Source passage:
"""
Great video, thanks! Consider using indexing by the coordinates of particles in space. The idea is that the coordinates of the particles are rounded to the size of the box, and the collision check occurs only for those particles that are inside the same box. This usually reduces the number of pairs by 90%.
I can't get accepted into your discord. In the two lines ani.save()... I get a file not found exception. I am using Python 3.11.3. I really like the article and video. Thanks
I frequently do so-called "model-fitting" using MCMC (or anything good enough), where each set of data consists of 1k-10k data. I wonder whether this could benefit from GPU acceleration or the overhead would be too much.
torch by default includes in each tensor the telemetry necessary to calculate the derivative for the error back propagation algorithm. Use the require_grad=False parameter, this will speed up the calculation even more. x = torch.randn(3, requires_grad=False)
Thank you so much , I was already using PyTorch for something, but I couldn't figure out how to create the equivalent of the "x_pairs" array I needed to use, thanks.
Very good intro video into GPU programming, it even gave me couple of ideas. One question if I may. Why wouldn't you do the simulation with event driven algorithm, since that would save a lot of resources and you can avoid overlaps of particles (ie the need to choose small timesteps). I get this is a tutorial/introduction video, but that implementation would be very interesting as well!
"""
Data lines:
"""
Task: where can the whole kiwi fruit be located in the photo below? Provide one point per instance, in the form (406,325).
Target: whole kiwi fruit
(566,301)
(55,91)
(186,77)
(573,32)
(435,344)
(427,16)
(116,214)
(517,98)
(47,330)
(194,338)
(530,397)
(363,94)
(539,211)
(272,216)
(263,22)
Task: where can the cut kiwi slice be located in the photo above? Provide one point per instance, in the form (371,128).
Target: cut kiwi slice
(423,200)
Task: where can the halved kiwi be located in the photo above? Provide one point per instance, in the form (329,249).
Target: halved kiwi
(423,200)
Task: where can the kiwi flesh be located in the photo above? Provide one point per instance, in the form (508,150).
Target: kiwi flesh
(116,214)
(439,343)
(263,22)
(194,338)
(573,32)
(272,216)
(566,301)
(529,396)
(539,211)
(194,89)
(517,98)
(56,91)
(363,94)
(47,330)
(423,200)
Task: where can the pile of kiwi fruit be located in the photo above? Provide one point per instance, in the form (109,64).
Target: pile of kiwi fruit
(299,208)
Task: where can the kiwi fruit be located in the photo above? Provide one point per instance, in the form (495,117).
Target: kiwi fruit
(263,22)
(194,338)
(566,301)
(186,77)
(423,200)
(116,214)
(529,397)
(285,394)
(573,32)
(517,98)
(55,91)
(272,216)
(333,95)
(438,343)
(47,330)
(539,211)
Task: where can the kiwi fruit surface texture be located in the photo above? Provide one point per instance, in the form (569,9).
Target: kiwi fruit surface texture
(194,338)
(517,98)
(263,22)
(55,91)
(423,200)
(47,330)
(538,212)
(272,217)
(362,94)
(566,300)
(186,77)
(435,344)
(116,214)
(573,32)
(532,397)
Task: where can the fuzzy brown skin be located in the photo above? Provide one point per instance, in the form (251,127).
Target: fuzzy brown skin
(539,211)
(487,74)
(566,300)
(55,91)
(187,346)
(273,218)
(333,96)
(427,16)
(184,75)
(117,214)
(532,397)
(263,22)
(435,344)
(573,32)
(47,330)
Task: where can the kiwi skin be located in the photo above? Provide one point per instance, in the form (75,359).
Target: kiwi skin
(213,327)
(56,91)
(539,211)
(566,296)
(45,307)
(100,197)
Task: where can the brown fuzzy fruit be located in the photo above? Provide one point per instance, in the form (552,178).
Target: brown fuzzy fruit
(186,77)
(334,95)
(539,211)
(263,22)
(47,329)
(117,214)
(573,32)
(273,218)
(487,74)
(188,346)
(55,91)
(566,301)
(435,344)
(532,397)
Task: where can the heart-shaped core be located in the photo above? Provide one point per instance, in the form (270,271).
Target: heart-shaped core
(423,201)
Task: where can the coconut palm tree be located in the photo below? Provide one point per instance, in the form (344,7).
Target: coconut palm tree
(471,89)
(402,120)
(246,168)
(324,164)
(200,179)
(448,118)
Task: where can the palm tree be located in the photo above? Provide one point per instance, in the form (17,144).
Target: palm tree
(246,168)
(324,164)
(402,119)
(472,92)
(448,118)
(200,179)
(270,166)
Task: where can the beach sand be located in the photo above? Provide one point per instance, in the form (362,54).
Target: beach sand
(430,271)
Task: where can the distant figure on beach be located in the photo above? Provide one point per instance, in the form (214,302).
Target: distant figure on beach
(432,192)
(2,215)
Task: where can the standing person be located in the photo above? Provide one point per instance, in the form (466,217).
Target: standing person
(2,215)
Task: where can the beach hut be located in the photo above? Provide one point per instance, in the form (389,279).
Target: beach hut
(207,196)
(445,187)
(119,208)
"""
"""
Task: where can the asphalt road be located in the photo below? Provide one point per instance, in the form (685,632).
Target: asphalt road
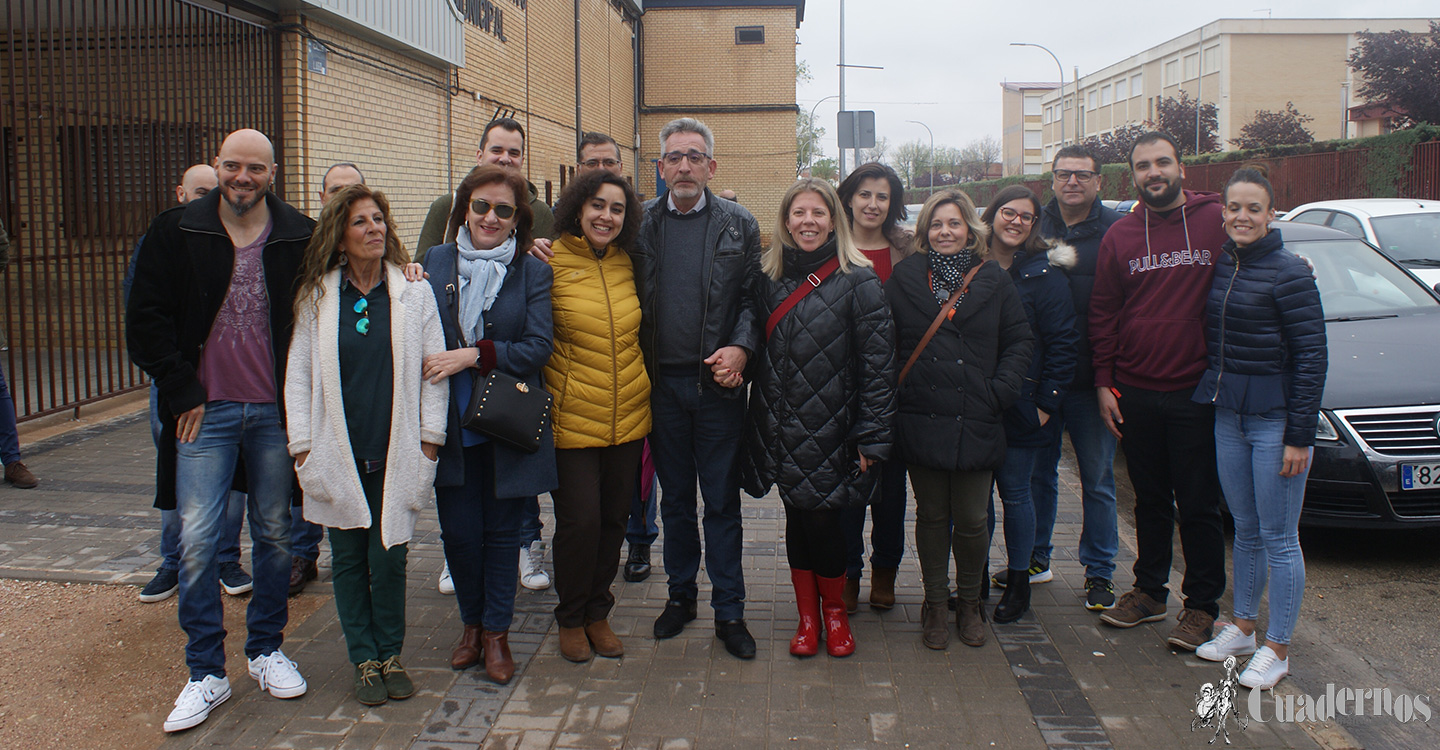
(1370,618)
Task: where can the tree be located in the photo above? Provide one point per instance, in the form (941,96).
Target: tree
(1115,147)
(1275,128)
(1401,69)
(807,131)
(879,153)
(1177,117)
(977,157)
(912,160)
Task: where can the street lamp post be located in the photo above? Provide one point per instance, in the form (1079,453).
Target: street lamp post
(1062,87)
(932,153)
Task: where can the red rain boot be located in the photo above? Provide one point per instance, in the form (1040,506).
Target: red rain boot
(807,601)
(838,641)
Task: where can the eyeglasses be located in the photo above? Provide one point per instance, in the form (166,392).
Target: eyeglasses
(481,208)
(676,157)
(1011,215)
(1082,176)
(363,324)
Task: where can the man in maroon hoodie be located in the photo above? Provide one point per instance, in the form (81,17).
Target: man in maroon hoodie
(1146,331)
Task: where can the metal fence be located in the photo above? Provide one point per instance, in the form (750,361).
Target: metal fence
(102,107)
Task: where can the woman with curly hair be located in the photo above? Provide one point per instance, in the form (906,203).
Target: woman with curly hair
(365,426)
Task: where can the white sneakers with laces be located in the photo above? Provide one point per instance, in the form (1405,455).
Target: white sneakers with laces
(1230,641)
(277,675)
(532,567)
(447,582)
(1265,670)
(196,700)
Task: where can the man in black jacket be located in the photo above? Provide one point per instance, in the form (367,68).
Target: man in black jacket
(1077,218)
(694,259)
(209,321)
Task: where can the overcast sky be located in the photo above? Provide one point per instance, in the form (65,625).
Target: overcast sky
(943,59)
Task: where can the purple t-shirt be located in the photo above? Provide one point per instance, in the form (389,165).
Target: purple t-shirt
"""
What is asked: Copy the video comments from "Very good intro" through "interesting as well!", substituting "computation time" for "resources".

Reply to the exercise:
Very good intro video into GPU programming, it even gave me couple of ideas. One question if I may. Why wouldn't you do the simulation with event driven algorithm, since that would save a lot of computation time and you can avoid overlaps of particles (ie the need to choose small timesteps). I get this is a tutorial/introduction video, but that implementation would be very interesting as well!